--- Passage ---
Beetles: it's what's for breakfast—at least for the red widow spider of Florida's "scrub" habitat, according to a study by University of Missouri biologist James Carrel. The study provides a first glimpse at the diet of this mysterious spider, revealing that it primarily preys upon species of scarab beetles common to the scrub habitat. Carrel's findings shed light on red widow spiders' restriction to the Florida scrub habitat and the need for habitat conservation efforts.
"The pine scrub habitat, found on sandy ridges in Central and Southeastern Florida, is one of the oldest in North America," said Carrel, Curators Professor Emeritus in the MU Division of Biological Sciences. "Many of the plants and animals found on these ridges, including the red widow spider, are restricted to these high, dry areas. Our research suggests that red widows have evolved to specialize on scarab beetles because they are reliable food sources."
Carrel said that red widow spiders are difficult to study due to habitat confinement and the hidden nature of their webs, which are built in palmetto shrubs. Red widows conceal their funnel-shaped retreats in unopened palmetto leaves, making them difficult to spot. The only clues to the spiders' presence, visible solely on foggy mornings during four months of the year, are the threads spun loosely between tips of palmetto frond.

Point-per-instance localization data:

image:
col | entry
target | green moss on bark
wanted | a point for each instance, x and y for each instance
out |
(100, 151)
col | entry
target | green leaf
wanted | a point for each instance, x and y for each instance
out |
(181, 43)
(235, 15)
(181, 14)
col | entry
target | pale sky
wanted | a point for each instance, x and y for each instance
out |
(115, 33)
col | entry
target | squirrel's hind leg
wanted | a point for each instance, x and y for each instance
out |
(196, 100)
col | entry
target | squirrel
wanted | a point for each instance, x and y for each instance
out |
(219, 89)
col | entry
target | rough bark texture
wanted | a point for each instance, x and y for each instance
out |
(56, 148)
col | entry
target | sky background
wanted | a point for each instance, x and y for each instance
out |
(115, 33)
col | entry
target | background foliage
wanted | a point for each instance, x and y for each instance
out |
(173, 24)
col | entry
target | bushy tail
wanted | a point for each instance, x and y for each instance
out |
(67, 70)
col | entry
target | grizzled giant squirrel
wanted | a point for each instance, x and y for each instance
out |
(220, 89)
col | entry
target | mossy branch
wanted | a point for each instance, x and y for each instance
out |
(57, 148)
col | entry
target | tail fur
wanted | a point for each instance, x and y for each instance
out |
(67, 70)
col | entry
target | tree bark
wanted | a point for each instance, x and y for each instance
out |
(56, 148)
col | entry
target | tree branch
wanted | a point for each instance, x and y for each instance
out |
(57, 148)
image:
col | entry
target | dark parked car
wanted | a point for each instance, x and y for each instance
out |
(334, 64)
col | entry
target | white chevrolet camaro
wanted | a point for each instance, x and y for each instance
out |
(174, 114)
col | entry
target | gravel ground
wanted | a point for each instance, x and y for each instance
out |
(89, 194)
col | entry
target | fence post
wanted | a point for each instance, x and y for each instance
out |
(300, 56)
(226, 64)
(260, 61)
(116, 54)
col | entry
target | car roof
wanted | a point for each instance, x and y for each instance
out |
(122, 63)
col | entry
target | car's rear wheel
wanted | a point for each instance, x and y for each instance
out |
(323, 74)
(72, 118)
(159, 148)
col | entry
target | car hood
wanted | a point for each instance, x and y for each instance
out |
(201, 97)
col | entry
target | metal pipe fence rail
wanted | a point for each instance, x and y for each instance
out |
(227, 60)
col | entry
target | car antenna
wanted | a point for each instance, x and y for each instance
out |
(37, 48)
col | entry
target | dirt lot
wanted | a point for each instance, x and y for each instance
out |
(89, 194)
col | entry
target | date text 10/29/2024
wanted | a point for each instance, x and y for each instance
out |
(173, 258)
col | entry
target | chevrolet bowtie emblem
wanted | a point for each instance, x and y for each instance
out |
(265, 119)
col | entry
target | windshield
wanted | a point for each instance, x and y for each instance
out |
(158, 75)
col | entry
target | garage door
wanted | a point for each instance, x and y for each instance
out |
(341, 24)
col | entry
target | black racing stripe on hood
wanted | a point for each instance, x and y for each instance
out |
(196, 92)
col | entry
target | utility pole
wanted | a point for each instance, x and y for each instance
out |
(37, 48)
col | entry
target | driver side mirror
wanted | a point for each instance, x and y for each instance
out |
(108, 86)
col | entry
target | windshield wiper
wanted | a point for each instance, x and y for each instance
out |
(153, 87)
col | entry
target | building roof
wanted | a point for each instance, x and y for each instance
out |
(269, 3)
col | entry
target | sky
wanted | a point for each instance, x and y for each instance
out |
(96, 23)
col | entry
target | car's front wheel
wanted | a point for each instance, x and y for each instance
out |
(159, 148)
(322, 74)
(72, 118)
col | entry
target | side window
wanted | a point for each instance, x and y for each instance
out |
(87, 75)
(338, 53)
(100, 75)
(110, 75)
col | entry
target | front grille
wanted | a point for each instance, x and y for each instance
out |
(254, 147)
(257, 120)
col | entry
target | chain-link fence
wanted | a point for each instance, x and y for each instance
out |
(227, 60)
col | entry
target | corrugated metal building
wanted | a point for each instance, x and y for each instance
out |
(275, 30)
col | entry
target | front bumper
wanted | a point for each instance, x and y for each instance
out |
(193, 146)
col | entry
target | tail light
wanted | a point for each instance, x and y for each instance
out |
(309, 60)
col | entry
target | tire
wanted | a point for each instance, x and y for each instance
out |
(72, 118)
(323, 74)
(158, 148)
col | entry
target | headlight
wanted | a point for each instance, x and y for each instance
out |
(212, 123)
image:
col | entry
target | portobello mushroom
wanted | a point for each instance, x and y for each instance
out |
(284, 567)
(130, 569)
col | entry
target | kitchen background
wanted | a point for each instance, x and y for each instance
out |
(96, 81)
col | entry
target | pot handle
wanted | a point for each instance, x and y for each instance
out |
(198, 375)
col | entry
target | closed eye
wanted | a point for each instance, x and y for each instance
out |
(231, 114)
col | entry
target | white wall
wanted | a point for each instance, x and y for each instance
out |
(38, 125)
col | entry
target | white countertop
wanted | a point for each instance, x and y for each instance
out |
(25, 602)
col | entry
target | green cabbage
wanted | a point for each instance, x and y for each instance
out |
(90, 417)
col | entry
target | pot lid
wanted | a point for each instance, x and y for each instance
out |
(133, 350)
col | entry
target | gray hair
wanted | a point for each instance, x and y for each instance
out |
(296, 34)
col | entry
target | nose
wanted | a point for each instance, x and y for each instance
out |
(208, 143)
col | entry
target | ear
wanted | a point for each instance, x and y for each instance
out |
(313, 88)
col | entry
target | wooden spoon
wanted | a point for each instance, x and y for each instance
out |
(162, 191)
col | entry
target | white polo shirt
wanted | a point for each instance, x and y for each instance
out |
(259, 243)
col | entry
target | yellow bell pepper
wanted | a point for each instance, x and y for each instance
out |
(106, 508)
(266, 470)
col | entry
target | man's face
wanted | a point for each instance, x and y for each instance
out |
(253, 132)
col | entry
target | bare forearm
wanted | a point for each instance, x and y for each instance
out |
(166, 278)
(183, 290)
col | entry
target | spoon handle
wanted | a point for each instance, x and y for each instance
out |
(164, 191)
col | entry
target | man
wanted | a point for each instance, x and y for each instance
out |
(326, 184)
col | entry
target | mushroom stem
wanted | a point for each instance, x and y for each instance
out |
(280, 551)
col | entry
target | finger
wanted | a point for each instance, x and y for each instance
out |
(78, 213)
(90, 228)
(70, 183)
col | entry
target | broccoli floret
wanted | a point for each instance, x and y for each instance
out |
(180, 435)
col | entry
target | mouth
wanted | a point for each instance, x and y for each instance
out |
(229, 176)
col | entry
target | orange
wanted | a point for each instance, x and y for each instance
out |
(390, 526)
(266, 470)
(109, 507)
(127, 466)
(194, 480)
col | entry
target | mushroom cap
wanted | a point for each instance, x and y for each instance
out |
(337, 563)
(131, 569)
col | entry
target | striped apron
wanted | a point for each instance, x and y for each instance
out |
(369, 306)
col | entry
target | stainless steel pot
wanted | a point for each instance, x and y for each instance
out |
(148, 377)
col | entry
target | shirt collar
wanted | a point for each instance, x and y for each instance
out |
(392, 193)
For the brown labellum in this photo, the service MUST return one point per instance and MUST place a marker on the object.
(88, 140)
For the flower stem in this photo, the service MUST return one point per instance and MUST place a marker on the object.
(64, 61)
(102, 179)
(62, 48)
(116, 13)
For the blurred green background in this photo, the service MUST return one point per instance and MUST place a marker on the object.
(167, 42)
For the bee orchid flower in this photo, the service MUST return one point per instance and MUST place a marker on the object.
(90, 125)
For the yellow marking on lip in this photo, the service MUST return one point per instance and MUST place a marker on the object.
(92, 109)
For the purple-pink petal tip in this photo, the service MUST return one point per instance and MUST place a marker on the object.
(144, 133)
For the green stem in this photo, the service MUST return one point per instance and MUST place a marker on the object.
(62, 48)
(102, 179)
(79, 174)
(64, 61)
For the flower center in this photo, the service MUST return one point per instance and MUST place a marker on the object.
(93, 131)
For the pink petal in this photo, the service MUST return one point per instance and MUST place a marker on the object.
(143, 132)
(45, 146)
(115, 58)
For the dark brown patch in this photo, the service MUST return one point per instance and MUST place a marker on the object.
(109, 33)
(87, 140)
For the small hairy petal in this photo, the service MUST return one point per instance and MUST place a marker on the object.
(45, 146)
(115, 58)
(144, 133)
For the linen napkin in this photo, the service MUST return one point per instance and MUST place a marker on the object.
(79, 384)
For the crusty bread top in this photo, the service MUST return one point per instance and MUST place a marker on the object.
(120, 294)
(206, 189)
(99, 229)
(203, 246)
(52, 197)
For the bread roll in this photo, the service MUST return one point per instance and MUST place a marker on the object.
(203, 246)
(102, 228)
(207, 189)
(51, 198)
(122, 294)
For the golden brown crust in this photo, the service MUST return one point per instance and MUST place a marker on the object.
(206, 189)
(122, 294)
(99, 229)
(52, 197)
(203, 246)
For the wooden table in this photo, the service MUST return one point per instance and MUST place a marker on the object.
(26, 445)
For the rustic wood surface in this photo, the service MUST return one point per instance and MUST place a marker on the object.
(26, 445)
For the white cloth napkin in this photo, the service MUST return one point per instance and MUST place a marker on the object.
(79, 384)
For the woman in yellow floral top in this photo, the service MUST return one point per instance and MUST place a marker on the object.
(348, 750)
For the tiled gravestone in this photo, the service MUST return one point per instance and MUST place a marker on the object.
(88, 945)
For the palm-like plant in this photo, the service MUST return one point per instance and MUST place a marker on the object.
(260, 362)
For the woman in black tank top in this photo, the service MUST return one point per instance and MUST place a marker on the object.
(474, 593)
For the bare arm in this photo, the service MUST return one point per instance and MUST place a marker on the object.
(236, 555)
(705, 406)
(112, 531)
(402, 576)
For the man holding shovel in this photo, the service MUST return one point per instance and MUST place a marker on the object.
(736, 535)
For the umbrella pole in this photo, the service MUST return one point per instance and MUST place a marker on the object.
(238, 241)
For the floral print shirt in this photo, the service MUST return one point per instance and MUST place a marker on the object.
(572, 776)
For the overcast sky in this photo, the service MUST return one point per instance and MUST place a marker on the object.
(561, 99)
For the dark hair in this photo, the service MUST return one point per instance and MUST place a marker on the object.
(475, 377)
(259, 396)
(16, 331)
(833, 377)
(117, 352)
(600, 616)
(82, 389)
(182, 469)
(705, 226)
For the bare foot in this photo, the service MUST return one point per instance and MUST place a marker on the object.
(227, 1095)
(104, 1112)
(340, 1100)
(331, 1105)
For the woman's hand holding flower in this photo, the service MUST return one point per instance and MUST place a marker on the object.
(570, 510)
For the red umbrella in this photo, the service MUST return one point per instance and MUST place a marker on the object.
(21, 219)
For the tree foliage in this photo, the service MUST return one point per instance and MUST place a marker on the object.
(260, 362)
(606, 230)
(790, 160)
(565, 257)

--- Set of tasks ---
1 – List each part of the palmetto plant that the red widow spider article mentions, using the article's wording.
2 – Answer these questions from the red widow spider article, marking each answer with the letter of its question:
(a) What does the red widow spider primarily prey upon?
(b) Where is the pine scrub habitat found?
(c) When are the threads that reveal the spiders' presence visible?
3 – Carry on the article about the red widow spider from its final sentence.

--- Answers in order ---
1 –
- palmetto shrubs
- unopened palmetto leaves
- tips of palmetto frond

2 –
(a) Species of scarab beetles common to the scrub habitat.
(b) On sandy ridges in Central and Southeastern Florida.
(c) Only on foggy mornings during four months of the year.

3 –
Since 1987, Carrel has been monitoring populations of this spider at the Archbold Biological Station, which protects a 5,193-acre Florida scrub preserve near Lake Placid. Only twice in those 23 years – in March 1989 and in May 2003 – have enough webs been located to study the dietary habits of these elusive spiders. The scientists identified 43 species of insects among the 98 specimens collected. The study revealed that the primary prey of the spider, especially in early spring, are five species of scarab beetles endemic to the Florida scrub habitat.
"The scarab beetles, which often are larger and stronger than the spiders themselves, fly just above the tops of scrub vegetation," said Mark Deyrup, senior research biologist for the Archbold Biological Station, who co-authored the study. "Sometimes beetles hit the web strands between tips of palmetto fronds and tumble into the denser tangle of threads below, catching them in the red widows' webs."
Carrel has monitored red widow spider populations at the Station since 1987, but has found enough webs to study red widows' dietary habits only twice. During both time periods, Carrel worked alongside Deyrup to collect and identify prey from spiders' webs.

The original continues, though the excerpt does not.